Aim of the exercise >> Reproduce the following material line for line, changing nothing.

┌──

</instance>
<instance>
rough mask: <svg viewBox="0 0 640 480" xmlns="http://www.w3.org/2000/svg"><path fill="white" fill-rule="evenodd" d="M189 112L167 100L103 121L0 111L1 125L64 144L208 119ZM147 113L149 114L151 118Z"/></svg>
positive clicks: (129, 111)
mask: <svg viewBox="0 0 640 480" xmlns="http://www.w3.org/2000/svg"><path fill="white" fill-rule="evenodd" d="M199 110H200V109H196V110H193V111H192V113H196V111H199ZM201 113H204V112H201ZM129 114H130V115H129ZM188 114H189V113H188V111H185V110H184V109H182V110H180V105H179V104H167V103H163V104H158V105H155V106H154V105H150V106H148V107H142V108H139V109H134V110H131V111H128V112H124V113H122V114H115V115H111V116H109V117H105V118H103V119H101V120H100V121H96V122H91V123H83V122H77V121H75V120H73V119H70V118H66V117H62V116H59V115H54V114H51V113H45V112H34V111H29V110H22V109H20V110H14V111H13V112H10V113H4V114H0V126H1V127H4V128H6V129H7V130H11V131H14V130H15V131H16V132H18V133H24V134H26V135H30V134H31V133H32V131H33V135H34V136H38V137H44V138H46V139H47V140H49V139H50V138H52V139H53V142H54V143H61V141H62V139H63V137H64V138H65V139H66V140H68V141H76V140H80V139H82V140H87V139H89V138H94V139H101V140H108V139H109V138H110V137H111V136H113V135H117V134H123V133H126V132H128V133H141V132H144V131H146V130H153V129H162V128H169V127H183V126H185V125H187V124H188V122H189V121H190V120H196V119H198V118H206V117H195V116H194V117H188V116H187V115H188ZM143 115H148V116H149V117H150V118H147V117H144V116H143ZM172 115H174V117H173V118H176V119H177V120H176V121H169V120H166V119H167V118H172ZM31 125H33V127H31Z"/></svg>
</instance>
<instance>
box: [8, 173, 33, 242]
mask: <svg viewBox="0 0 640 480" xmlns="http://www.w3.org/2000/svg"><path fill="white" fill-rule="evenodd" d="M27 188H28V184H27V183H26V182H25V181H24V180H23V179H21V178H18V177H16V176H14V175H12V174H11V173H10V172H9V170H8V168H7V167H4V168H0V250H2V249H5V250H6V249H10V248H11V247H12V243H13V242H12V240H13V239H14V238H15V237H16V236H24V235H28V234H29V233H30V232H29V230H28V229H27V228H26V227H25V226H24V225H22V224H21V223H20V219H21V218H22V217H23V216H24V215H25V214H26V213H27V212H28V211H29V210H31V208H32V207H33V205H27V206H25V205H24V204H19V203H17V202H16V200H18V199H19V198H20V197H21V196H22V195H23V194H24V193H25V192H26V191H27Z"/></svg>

└──

Answer box >>
</instance>
<instance>
rough mask: <svg viewBox="0 0 640 480" xmlns="http://www.w3.org/2000/svg"><path fill="white" fill-rule="evenodd" d="M189 112L167 100L103 121L0 111L1 125L64 144L208 119ZM147 113L149 114L151 118Z"/></svg>
positive clicks: (129, 111)
mask: <svg viewBox="0 0 640 480" xmlns="http://www.w3.org/2000/svg"><path fill="white" fill-rule="evenodd" d="M199 110H200V109H196V110H193V111H192V113H196V111H199ZM201 113H204V112H201ZM129 114H130V115H129ZM188 114H189V113H188V111H185V110H184V109H182V110H180V105H179V104H167V103H163V104H158V105H155V106H154V105H150V106H148V107H142V108H139V109H134V110H131V111H128V112H124V113H122V114H115V115H111V116H109V117H105V118H103V119H101V120H100V121H96V122H91V123H83V122H77V121H75V120H73V119H70V118H66V117H62V116H59V115H54V114H51V113H45V112H34V111H29V110H22V109H20V110H14V111H13V112H10V113H4V114H0V126H1V127H4V128H6V129H7V130H11V131H14V130H15V131H16V132H18V133H24V134H26V135H30V134H31V133H32V131H33V135H34V136H38V137H44V138H46V139H47V140H49V139H50V138H52V139H53V142H54V143H61V141H62V139H63V137H64V138H65V139H66V140H68V141H76V140H80V139H82V140H87V139H89V138H94V139H101V140H108V139H109V138H110V137H111V136H113V135H117V134H123V133H126V132H128V133H141V132H144V131H146V130H153V129H162V128H169V127H183V126H185V125H187V124H188V122H189V121H190V120H196V119H198V118H206V117H195V116H194V117H188V116H187V115H188ZM143 115H148V116H149V117H150V118H147V117H144V116H143ZM172 115H174V117H173V118H176V119H177V120H176V121H169V120H166V119H167V118H172ZM31 125H33V127H31Z"/></svg>
</instance>
<instance>
box: [8, 173, 33, 242]
mask: <svg viewBox="0 0 640 480" xmlns="http://www.w3.org/2000/svg"><path fill="white" fill-rule="evenodd" d="M27 188H28V184H27V183H26V182H25V181H24V180H23V179H21V178H18V177H16V176H14V175H12V174H11V173H10V172H9V170H8V168H7V167H4V168H0V250H2V249H5V250H6V249H10V248H11V247H12V243H13V242H12V240H13V239H14V238H15V237H16V236H24V235H28V234H29V233H30V232H29V230H28V229H27V228H26V227H25V226H24V225H22V224H21V223H20V219H21V218H22V217H23V216H24V215H25V214H26V213H27V212H28V211H29V210H31V208H32V207H33V205H27V206H25V205H24V204H19V203H17V202H16V200H18V199H19V198H20V197H21V196H22V195H23V194H24V193H25V192H26V191H27Z"/></svg>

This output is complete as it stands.